(Named-object pointing records)

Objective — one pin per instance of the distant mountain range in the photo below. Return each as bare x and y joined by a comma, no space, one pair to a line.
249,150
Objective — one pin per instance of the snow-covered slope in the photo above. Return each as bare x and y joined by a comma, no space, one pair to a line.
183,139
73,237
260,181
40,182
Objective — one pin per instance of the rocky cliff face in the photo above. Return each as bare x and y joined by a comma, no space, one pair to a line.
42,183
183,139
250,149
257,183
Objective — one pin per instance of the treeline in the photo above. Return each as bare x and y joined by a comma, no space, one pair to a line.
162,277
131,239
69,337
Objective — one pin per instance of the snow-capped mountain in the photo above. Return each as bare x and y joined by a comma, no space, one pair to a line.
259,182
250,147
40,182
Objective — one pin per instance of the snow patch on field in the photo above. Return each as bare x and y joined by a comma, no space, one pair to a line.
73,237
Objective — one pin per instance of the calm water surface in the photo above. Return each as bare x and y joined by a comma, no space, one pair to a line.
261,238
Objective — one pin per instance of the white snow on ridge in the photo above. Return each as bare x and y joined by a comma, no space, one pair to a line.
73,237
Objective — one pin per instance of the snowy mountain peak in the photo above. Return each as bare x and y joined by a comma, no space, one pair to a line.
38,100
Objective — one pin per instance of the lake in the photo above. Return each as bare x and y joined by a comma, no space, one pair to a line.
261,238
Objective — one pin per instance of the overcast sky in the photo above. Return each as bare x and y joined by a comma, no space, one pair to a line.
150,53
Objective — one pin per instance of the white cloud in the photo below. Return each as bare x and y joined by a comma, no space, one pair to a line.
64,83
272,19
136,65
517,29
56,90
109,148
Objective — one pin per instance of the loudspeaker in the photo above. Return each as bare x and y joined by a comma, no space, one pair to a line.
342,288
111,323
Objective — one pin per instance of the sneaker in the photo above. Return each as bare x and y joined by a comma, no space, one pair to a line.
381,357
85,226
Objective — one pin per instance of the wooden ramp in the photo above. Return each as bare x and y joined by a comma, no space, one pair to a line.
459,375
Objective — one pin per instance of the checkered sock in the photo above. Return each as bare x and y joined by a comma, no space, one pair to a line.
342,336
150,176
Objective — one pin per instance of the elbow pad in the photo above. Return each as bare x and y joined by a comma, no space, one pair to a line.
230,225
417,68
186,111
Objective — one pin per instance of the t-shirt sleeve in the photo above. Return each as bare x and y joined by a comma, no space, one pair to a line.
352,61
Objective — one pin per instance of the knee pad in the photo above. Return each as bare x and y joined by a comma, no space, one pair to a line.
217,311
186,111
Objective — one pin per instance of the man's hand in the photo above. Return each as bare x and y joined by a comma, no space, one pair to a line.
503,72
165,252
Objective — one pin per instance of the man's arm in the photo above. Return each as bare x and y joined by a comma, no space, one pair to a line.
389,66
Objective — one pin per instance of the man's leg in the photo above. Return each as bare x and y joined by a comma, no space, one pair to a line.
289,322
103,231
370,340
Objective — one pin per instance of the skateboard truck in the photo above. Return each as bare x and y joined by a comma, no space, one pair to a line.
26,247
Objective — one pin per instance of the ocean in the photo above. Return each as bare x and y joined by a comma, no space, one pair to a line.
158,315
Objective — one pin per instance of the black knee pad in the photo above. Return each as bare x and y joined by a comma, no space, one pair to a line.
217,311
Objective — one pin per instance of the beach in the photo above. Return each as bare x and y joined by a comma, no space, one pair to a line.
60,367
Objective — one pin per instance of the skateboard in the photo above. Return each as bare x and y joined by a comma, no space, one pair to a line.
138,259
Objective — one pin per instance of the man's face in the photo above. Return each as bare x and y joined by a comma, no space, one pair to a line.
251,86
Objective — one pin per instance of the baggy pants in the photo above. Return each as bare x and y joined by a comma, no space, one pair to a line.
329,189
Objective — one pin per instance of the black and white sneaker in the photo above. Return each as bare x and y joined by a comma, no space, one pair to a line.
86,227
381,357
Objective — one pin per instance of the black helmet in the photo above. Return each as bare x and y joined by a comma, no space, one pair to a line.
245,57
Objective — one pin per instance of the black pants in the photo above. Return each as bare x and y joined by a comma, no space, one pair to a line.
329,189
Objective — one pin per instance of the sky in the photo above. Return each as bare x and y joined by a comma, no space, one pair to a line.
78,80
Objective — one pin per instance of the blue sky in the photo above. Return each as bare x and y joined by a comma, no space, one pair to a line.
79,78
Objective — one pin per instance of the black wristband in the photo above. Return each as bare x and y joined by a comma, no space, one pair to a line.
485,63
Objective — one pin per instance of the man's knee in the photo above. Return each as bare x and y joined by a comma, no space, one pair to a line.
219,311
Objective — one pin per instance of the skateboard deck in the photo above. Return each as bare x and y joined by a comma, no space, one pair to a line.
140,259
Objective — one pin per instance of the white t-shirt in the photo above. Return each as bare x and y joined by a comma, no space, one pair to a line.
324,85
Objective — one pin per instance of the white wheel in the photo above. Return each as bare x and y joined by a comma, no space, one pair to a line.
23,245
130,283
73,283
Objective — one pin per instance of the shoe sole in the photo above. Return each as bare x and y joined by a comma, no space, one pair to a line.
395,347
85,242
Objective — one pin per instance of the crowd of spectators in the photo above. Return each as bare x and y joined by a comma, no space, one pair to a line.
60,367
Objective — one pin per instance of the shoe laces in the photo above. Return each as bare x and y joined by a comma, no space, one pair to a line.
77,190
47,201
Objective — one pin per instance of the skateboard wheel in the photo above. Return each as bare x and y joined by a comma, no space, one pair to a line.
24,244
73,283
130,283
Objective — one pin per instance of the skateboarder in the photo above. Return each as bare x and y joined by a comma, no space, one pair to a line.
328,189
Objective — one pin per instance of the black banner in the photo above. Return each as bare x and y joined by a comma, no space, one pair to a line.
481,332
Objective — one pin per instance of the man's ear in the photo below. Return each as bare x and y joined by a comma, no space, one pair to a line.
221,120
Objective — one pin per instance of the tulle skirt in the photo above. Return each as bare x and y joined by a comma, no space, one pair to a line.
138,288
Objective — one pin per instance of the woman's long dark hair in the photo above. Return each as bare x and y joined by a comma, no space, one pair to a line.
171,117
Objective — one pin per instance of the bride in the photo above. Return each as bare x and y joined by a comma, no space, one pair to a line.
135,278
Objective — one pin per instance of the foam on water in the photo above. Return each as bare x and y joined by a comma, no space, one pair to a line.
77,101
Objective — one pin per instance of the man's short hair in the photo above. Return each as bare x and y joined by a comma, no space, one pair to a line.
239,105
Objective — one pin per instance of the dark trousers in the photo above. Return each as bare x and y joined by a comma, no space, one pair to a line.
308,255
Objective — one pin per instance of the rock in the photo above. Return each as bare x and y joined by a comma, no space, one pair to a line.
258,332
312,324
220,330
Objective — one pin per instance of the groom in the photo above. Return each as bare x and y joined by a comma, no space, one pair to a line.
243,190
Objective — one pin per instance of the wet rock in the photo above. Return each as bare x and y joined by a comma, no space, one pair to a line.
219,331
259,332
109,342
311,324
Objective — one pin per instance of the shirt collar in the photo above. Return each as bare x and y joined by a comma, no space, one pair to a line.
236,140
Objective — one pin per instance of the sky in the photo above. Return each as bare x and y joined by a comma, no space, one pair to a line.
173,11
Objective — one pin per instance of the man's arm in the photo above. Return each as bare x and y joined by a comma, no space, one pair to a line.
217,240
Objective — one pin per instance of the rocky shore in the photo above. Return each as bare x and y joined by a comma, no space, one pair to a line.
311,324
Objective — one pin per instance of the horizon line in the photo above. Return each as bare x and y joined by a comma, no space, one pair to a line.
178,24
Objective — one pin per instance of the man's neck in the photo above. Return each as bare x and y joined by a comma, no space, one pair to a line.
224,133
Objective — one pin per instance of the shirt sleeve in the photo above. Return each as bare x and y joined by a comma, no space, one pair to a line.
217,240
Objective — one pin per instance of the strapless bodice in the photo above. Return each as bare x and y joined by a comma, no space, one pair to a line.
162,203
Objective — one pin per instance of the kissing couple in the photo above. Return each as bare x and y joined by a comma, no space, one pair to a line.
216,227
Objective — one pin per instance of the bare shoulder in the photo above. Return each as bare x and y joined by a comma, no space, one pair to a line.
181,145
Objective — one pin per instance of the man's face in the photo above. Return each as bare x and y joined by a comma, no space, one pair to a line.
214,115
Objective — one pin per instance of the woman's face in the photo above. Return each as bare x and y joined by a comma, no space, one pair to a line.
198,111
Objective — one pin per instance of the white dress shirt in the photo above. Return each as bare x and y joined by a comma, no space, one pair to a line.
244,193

__Exercise goal__: Take the line with "Objective — one pin per instance of the bare" and all lines after it to the last line, and reproduce them exactly.

__Output below__:
Objective — one pin per instance of the bare shoulder in the photo above. Return each as bare x and y joined by a comma, no space, one pair to a line.
181,145
Objective — one pin per instance of the man's face in the photo above. Return each as bare x and y joined by a comma, no space, one pair to a line.
214,115
Objective — one pin per instance of the woman's face in the photo above. Return each as bare x and y joined by a comma, no space, one pair to a line.
198,111
Objective — one pin per instance of the white dress shirt in the photo above. Return each as bare x and y joined by a comma, no space, one pair to a line.
244,193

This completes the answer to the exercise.